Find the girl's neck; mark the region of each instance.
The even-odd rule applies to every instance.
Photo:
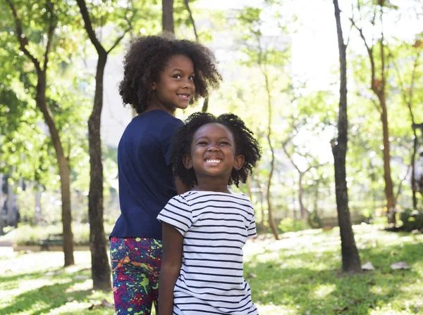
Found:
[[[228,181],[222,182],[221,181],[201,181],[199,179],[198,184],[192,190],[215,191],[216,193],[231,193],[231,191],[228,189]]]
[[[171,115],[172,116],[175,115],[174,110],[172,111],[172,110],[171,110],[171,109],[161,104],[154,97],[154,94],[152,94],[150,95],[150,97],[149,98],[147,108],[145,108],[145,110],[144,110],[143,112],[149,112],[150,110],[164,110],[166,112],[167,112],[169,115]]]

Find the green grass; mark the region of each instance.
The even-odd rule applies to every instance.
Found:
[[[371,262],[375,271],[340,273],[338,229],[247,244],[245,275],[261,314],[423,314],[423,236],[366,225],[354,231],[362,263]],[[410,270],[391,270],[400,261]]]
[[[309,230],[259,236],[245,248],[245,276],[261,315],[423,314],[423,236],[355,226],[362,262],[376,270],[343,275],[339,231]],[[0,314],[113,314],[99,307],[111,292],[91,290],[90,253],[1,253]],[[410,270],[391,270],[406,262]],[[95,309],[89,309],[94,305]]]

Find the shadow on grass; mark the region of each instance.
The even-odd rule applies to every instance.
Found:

━━━━━━━━━━━━━━━━

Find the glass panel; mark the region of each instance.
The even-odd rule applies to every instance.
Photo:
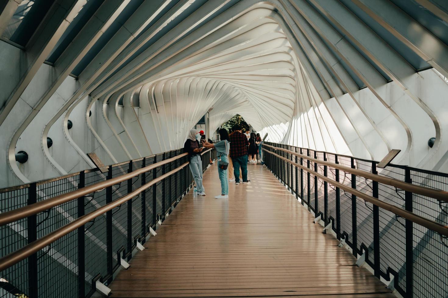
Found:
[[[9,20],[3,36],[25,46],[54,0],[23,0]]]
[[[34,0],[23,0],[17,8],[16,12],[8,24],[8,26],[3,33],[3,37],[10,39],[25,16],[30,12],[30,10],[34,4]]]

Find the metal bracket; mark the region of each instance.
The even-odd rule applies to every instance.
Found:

━━━━━━━━━━━━━━━━

> **EXERCISE DESCRIPTION**
Locate each line in the records that contains the word "mark", and copy those lines.

> **THE ANSWER**
Find the girl's neck; mark the region of each instance.
Find the green grass; mark the region of each instance.
Find the shadow on grass; mark the region of each instance.
Find the glass panel; mark the region of each instance.
Find the metal bracket; mark the region of each instance.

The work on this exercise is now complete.